W sobotę w Warszawie wyłowiono ciało, które dryfowało Wisłą. Jego stan uniemożliwia identyfikację. Dalsze czynności prowadzi policja pod nadzorem prokuratora. Zostaną pobrane próbki DNA celem ustalenia tożsamości tej osoby - poinformowała stołeczna policja.
Jak potwierdził PAP sierżant Bartłomiej Śniadała z Komendy Stołecznej Policji, informację o dryfującym nurtem rzeki ciele zgłosił policji w sobotę około godziny 12.00 sternik kursującego na Wiśle promu. Interwencję podjęli funkcjonariusze z komisariatu rzecznego. Ciało zostało przetransportowane na brzeg. Dalsze czynności w sprawie prowadzą policjanci z Białołęki pod nadzorem prokuratora.
"Na miejscu nie była możliwa identyfikacja osoby. Ciało jest w znacznym stanie rozkładu, praktycznie uniemożliwiającym identyfikację. Zostaną pobrane próbki DNA celem ustalenia tożsamości tej osoby" - powiedział Śniadała ze stołecznej policji. Jak zaznaczył, najprawdopodobniej jest to ciało kobiety.

> [Zadanie 1] Kto według tekstu źródłowego zgłosił policji, że rzeką dryfuje ciało?
> [Zadanie 2] Przepisz z tekstu źródłowego fragment od „W sobotę w Warszawie” aż do „poinformowała stołeczna policja.” włącznie.

> [Materiał źródłowy]
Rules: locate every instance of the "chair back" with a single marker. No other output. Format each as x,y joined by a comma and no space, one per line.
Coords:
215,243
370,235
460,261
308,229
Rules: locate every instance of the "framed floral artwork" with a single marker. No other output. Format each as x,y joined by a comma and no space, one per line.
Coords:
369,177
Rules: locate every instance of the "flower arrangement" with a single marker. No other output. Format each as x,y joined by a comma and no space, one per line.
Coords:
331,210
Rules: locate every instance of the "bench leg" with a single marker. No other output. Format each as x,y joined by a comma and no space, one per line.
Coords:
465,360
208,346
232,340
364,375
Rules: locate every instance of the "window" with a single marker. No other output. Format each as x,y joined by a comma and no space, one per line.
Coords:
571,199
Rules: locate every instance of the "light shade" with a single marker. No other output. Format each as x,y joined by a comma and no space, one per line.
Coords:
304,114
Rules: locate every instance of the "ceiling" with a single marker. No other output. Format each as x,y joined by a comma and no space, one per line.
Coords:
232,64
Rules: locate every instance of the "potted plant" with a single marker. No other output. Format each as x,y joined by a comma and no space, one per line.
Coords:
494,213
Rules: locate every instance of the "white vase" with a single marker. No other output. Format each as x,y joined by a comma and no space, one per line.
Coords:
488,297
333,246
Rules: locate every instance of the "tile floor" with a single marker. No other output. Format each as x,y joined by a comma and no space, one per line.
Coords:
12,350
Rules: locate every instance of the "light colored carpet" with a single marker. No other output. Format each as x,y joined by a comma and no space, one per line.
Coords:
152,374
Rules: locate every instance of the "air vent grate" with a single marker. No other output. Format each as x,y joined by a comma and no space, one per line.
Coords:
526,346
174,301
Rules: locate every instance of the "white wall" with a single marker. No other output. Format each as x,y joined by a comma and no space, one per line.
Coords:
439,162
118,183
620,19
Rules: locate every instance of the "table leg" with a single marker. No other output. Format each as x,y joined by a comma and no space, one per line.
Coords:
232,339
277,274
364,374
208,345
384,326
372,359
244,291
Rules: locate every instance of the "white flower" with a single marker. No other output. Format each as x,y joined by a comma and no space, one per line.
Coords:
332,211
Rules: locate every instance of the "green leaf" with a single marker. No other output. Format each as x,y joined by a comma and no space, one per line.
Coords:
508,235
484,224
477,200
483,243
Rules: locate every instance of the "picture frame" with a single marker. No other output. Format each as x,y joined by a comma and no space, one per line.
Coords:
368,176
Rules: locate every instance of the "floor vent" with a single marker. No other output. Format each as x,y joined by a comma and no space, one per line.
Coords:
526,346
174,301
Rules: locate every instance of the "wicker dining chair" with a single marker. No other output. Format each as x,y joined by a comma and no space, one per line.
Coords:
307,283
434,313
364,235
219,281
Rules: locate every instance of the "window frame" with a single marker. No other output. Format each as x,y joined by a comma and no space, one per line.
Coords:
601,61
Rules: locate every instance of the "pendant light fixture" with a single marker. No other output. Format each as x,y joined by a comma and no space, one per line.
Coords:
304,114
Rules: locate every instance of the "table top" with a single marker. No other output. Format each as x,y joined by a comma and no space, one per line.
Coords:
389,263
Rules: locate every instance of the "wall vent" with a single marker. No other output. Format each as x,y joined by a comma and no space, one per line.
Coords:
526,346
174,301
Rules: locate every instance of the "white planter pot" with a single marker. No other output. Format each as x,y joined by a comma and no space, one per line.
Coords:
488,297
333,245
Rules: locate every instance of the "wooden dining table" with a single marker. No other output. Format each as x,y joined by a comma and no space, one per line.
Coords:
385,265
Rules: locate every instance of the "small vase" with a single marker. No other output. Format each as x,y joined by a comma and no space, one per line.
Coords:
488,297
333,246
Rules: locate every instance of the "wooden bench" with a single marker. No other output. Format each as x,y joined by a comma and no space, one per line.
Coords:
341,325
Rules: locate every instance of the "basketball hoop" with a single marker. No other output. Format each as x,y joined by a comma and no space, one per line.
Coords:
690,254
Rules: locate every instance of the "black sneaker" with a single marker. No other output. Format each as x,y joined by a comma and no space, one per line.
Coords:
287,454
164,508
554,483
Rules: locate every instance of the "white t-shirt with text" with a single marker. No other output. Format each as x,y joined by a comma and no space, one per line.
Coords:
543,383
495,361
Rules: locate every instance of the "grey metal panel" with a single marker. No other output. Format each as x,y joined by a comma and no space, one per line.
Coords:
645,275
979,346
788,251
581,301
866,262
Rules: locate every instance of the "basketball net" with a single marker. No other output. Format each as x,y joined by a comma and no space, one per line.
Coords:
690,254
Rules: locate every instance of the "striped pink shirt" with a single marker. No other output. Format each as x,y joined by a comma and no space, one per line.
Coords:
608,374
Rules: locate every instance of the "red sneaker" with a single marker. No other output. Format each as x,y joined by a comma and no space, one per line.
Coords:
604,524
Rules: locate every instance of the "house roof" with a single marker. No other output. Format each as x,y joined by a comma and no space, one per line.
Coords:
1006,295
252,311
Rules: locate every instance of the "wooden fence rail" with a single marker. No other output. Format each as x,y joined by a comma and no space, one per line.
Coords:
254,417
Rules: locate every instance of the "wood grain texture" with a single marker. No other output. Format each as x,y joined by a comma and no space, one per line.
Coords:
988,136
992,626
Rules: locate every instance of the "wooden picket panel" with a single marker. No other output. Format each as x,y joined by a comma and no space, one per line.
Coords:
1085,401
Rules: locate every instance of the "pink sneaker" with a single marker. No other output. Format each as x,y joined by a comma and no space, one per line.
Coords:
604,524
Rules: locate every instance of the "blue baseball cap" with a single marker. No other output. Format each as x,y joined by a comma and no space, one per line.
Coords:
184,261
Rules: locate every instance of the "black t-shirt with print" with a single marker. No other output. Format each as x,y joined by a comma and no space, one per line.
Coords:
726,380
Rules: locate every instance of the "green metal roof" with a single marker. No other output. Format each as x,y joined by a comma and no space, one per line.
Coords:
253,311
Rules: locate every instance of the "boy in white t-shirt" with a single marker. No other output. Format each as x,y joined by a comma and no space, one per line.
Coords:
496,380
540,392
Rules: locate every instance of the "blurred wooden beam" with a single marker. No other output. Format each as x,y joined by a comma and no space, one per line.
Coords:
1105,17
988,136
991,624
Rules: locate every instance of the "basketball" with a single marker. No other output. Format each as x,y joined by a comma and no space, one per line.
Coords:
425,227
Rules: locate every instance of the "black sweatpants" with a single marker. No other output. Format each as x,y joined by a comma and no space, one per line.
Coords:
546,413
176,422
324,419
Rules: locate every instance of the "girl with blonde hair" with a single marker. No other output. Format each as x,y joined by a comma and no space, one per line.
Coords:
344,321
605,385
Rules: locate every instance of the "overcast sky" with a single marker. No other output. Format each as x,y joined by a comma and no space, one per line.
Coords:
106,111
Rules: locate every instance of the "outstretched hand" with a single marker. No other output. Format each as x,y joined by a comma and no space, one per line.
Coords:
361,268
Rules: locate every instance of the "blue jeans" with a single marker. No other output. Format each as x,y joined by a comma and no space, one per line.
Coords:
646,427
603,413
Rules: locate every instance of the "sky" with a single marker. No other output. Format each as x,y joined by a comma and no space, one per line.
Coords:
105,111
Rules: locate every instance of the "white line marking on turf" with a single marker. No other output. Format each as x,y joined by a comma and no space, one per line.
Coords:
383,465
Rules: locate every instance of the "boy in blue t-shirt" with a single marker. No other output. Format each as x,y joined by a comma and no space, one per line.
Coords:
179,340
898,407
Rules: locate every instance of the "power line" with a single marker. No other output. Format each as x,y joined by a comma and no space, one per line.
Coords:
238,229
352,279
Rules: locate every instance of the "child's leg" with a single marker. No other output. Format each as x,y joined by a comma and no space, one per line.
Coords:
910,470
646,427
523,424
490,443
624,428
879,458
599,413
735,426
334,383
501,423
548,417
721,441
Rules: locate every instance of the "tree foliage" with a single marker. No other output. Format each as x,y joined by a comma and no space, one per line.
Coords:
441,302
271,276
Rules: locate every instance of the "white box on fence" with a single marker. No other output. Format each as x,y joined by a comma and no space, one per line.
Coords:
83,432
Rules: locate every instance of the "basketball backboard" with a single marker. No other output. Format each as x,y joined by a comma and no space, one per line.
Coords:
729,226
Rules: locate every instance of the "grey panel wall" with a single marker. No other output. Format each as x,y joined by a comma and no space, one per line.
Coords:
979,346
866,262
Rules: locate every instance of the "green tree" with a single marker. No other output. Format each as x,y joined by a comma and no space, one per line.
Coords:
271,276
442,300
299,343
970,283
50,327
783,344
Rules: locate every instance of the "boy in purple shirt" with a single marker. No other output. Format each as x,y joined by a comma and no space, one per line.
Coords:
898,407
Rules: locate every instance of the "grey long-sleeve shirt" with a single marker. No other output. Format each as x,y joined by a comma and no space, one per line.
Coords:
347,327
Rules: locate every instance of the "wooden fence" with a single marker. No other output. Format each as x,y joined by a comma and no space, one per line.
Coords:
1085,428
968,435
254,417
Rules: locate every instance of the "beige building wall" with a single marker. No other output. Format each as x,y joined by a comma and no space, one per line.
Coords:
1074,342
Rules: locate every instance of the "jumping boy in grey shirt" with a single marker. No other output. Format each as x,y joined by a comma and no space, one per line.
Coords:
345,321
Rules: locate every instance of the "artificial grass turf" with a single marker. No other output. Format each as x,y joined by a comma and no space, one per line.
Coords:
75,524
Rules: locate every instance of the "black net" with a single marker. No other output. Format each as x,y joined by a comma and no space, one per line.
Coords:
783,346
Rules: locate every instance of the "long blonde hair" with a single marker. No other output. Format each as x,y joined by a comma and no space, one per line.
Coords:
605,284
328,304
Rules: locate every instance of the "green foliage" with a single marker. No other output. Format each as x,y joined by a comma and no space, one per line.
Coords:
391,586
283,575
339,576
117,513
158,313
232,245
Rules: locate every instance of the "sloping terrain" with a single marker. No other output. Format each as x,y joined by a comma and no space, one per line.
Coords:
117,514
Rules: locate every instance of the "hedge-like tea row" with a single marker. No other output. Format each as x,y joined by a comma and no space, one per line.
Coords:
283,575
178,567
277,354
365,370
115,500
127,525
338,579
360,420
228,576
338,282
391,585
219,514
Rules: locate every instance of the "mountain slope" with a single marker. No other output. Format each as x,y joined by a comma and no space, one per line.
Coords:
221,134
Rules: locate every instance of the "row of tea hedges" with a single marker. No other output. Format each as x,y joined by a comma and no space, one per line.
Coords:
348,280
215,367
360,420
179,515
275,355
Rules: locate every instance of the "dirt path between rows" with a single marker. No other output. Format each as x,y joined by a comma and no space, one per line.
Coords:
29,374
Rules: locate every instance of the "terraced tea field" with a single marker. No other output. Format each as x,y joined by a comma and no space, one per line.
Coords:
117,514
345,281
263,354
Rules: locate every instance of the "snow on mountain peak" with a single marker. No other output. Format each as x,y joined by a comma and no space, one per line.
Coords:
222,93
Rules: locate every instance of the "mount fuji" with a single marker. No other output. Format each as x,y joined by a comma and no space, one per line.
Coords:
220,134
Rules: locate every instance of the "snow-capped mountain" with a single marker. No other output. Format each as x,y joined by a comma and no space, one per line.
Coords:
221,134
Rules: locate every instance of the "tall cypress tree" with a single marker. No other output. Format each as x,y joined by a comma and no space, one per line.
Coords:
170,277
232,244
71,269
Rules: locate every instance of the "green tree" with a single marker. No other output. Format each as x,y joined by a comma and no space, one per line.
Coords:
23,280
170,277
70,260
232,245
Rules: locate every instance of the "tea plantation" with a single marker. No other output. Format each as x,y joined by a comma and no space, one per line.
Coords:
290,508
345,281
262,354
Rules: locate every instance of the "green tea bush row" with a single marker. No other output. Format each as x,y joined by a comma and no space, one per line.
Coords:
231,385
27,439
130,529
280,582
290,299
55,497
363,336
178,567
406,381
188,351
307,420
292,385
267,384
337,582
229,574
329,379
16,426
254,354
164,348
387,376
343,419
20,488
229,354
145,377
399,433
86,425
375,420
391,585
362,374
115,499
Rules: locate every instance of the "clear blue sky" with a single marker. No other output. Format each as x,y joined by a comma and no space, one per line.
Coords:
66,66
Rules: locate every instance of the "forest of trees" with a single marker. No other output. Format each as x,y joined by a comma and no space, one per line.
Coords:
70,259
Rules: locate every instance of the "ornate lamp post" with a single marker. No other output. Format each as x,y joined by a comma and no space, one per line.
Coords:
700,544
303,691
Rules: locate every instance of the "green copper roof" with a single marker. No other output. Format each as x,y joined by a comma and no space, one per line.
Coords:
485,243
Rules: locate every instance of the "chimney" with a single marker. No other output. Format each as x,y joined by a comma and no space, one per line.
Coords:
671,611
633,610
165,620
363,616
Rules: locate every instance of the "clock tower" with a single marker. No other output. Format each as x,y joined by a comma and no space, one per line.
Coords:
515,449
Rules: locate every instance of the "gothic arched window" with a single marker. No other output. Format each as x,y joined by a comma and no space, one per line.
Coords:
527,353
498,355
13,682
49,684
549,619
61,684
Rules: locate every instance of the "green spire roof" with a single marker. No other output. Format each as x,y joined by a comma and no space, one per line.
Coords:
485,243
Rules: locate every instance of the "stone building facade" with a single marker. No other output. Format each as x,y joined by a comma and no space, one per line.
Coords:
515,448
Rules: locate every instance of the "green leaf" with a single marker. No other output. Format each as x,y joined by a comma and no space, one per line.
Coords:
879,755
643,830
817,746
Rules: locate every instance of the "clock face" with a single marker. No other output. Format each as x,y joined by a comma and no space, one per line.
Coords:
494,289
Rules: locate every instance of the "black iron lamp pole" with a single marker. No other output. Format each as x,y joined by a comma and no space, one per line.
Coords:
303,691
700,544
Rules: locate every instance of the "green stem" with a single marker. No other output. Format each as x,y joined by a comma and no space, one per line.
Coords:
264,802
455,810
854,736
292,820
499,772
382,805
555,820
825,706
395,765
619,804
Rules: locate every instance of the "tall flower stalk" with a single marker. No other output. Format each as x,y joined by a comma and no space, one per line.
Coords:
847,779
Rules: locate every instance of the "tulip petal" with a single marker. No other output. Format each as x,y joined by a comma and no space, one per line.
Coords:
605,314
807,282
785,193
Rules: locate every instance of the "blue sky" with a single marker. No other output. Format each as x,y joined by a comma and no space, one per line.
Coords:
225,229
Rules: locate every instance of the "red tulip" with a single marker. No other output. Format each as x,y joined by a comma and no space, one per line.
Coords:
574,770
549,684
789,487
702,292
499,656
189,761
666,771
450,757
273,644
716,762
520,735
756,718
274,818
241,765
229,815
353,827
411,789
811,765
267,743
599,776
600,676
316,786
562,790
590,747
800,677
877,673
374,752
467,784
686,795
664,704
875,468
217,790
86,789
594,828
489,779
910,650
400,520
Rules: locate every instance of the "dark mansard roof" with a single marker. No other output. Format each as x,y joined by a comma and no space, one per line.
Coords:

> [Pole odpowiedzi 1] Sternik kursującego na Wiśle promu.

> [Pole odpowiedzi 2]
W sobotę w Warszawie wyłowiono ciało, które dryfowało Wisłą. Jego stan uniemożliwia identyfikację. Dalsze czynności prowadzi policja pod nadzorem prokuratora. Zostaną pobrane próbki DNA celem ustalenia tożsamości tej osoby - poinformowała stołeczna policja.